Collection entries:
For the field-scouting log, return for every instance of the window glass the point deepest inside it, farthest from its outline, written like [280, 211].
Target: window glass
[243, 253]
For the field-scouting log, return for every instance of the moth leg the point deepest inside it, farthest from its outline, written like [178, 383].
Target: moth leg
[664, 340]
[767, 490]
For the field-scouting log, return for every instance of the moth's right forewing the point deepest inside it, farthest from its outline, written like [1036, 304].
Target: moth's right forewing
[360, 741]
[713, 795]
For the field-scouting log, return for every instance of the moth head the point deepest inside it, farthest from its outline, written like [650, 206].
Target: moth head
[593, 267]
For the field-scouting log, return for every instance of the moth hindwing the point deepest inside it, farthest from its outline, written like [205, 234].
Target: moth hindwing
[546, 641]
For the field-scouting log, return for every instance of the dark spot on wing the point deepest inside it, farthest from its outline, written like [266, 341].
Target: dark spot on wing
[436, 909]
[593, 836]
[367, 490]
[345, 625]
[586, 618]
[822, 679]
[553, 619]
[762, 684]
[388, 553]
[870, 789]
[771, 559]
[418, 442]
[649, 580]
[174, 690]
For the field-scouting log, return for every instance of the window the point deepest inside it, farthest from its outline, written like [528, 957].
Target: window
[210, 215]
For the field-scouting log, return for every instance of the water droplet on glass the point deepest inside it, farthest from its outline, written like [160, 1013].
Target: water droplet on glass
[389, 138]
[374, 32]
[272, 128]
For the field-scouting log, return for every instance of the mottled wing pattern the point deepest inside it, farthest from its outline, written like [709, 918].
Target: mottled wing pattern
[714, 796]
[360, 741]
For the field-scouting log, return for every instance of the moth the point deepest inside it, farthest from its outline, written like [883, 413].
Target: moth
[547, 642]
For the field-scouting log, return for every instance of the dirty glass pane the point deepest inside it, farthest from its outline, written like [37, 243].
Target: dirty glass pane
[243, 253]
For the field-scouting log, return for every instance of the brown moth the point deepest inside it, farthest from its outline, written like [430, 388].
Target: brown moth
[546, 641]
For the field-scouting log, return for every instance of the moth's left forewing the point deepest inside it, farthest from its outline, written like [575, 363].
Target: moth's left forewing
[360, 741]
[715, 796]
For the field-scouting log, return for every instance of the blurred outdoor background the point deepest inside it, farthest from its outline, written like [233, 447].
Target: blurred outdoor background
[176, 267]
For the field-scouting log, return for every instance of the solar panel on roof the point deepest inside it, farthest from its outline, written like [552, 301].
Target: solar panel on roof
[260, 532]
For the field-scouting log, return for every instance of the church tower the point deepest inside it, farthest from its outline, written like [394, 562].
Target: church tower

YOUR TASK: Set down, exactly as they appear above, all lines from the one that has "Target: window glass" down to the one that has "like [266, 341].", including those two and no others.

EXERCISE RESULT:
Target: window glass
[243, 253]
For the field-scouting log, return for every instance of the moth leg the point deepest inside it, farthest from its outline, written like [178, 383].
Target: moth leg
[664, 340]
[767, 490]
For the field-scouting log, return for every instance of the moth's right forewing the point deepest inside it, farthest from its outline, written like [1036, 304].
Target: moth's right forewing
[360, 741]
[713, 795]
For the field-scouting log, return for every instance of the moth head the point deepest inside it, farthest from its outline, written like [650, 206].
Target: moth head
[593, 267]
For the field-scouting log, return for every instance of the moth hindwing the point deepest inside it, farthest from its outline, written like [205, 234].
Target: moth hindwing
[546, 641]
For the field-scouting log, return for every instance of the dark spot on wing the point deepest inside it, farthest from its outline, written like [266, 341].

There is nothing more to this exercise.